▸ **PROBLEM TO SOLVE**
Rewrite the stretch from the line containing "The service MUST place one dot on the ornate" through the line containing "x=555, y=464", putting "a single marker" wherever "one dot" appears and keeping everything else the same.

+++ RECORD EXTRACTS +++

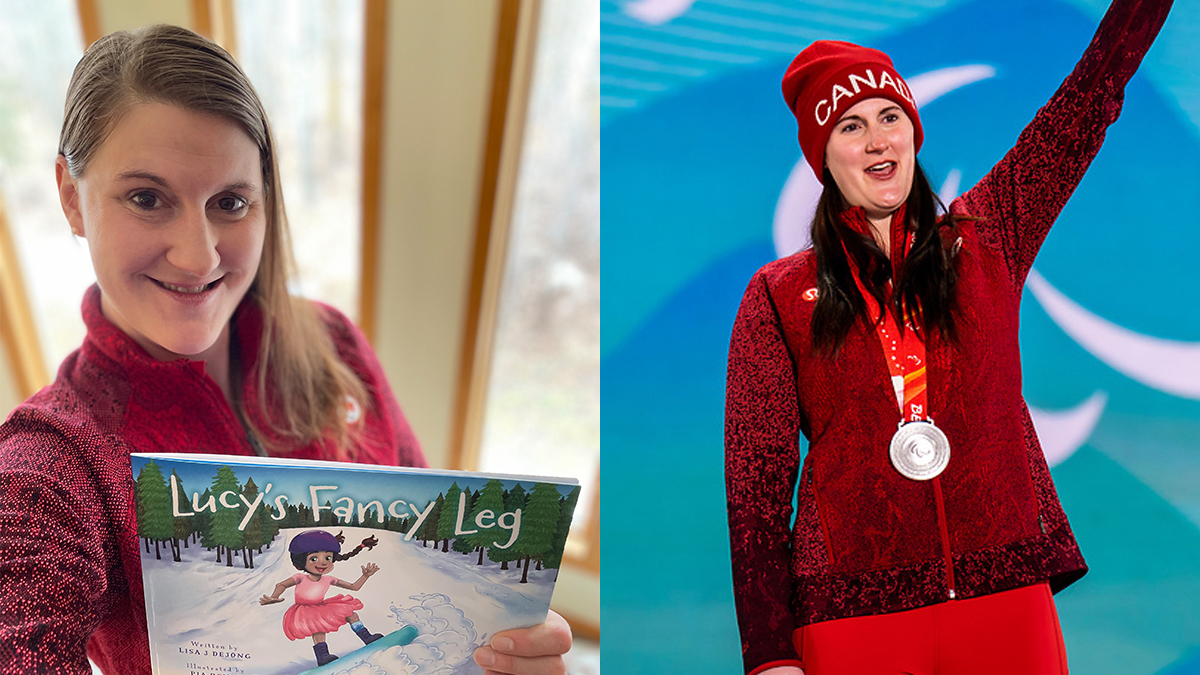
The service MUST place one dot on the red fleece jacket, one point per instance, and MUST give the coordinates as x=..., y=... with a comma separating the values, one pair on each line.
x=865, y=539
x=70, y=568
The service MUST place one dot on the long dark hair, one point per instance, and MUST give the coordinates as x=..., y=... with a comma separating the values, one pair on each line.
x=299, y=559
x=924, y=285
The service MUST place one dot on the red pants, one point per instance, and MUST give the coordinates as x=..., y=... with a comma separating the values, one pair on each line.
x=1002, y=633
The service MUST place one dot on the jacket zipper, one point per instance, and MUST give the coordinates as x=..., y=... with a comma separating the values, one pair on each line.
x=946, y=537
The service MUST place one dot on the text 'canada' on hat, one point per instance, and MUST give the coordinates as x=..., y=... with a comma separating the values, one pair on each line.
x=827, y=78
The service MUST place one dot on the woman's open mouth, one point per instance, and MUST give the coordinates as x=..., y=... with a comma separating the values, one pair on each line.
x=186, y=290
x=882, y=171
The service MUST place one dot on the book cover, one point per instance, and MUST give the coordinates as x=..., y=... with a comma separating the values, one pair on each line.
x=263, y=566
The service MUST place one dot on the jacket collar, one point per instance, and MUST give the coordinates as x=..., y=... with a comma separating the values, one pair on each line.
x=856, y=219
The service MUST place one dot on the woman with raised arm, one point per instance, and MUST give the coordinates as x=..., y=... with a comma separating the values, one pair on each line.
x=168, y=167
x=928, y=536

+++
+++ RECORD EXTRACTS +++

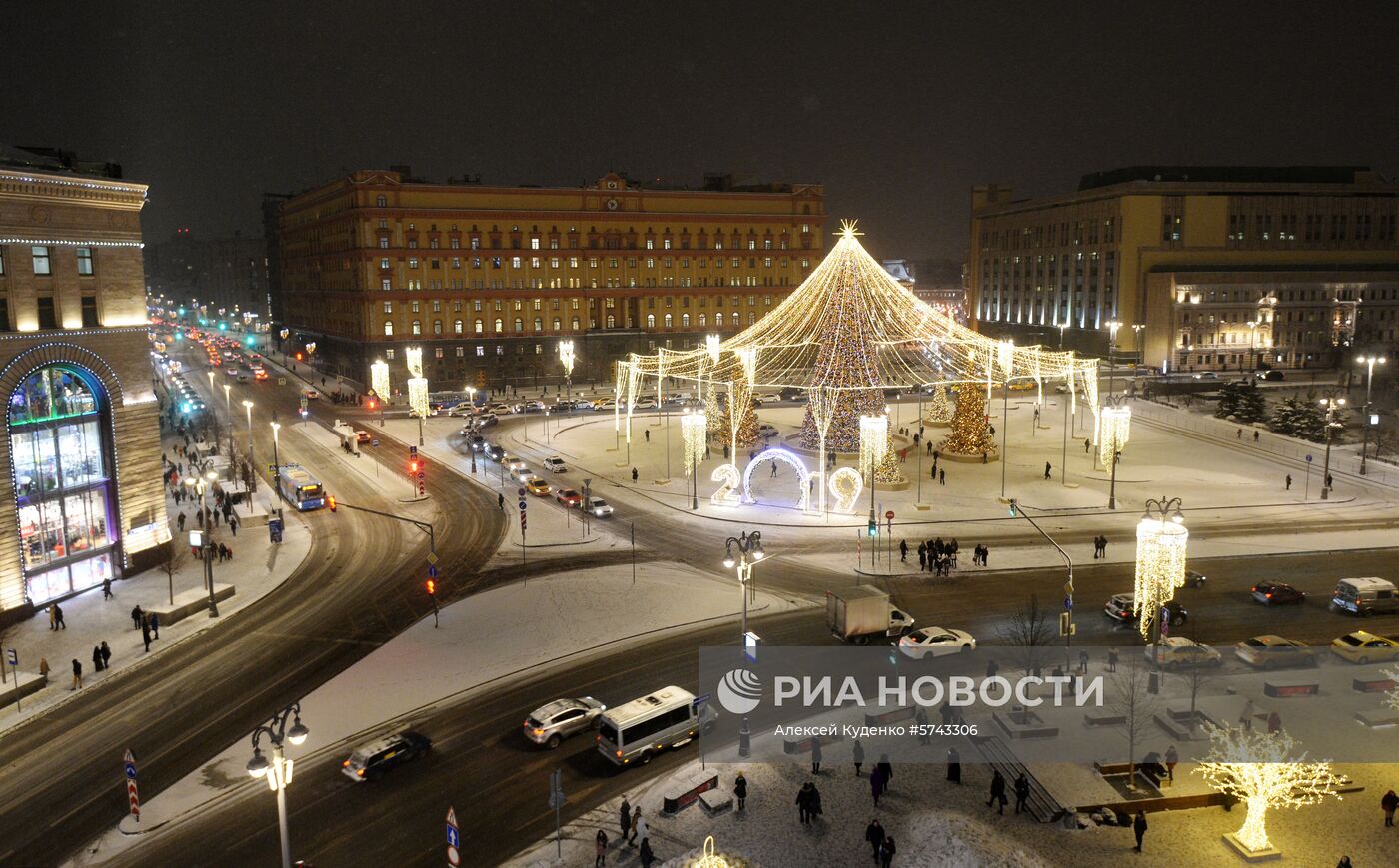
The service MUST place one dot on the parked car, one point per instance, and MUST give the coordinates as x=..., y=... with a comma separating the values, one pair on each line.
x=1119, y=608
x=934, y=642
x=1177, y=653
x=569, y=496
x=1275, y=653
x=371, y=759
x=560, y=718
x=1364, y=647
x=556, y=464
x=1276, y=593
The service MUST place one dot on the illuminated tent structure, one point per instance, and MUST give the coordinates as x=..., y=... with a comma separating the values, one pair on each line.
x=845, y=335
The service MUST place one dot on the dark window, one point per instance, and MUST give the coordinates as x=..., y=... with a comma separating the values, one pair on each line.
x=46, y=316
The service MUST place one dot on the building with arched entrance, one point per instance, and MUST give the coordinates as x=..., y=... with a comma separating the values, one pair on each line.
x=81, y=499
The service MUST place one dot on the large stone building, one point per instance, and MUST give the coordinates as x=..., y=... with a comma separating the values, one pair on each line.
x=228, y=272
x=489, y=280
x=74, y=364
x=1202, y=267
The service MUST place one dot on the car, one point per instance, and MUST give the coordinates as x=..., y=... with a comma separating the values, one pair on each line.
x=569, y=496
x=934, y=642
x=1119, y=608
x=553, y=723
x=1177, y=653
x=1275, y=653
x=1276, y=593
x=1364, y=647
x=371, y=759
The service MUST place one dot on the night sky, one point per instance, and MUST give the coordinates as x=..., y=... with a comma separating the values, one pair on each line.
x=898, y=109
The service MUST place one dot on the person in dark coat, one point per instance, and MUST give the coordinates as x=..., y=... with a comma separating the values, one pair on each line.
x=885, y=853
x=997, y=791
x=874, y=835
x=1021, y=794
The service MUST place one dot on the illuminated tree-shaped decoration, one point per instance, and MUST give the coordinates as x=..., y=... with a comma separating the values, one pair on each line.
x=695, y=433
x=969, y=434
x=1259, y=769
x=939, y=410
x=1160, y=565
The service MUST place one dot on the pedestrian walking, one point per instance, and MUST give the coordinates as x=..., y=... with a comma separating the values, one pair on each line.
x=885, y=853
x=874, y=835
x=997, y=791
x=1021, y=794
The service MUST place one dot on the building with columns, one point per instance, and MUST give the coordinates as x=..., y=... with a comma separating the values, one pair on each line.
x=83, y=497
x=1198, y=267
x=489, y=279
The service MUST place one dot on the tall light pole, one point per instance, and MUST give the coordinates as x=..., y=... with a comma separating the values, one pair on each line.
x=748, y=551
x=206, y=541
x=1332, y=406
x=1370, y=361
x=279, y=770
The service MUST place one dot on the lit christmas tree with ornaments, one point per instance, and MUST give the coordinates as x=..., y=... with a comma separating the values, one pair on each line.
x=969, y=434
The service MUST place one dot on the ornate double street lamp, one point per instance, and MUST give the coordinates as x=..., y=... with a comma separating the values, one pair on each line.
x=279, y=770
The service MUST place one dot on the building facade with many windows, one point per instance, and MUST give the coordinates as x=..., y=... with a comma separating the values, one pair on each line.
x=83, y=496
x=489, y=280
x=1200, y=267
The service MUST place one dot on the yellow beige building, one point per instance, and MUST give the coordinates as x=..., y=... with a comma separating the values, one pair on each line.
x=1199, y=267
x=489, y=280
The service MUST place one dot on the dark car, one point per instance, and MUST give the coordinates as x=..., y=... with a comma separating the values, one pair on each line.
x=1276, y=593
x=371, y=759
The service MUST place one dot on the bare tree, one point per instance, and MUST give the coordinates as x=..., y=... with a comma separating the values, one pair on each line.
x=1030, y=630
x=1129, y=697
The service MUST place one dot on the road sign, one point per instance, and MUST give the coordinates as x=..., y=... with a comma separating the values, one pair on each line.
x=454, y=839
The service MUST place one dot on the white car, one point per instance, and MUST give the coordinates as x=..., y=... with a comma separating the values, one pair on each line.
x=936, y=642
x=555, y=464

+++

▸ **WORKED SOLUTION**
The service MUST place a single marker on the ornate double street lamp, one point per instance, and MUST give the coordinates as x=..., y=... with a comma separating the values, one pair on each line.
x=279, y=770
The service MUST place a single marker on the building facade with many windows, one point per instance, and MUST give the coordinates as x=..., y=... with a comma separating the values, one pair on each line.
x=83, y=496
x=489, y=280
x=1200, y=267
The service MUST place a single marker on the yellow beige building, one point per instance, and MUST give the coordinates as x=..., y=... with a comma separating the values, one pair on each line.
x=1199, y=267
x=489, y=280
The service MUST place a single marker on the dark car, one point per instance, and MUST give the coordinates as x=..., y=... with a comma separating the values, one pair on each line.
x=1276, y=593
x=371, y=759
The service MUST place a single marker on the bare tree, one point per instance, and MUST give the coordinates as x=..., y=... with a comma separating the values, one pair on each line.
x=1030, y=630
x=1129, y=697
The service MUST place a single marker on the road sign, one point per instance, and MUST give the coordinates as x=..., y=... with a comma separating the values, one pair on each line.
x=454, y=839
The service MUST place a single marker on the white car, one point per instance, and MUST give the coordinates as x=..., y=... with a comma separating the values, one pair on each line.
x=936, y=642
x=555, y=464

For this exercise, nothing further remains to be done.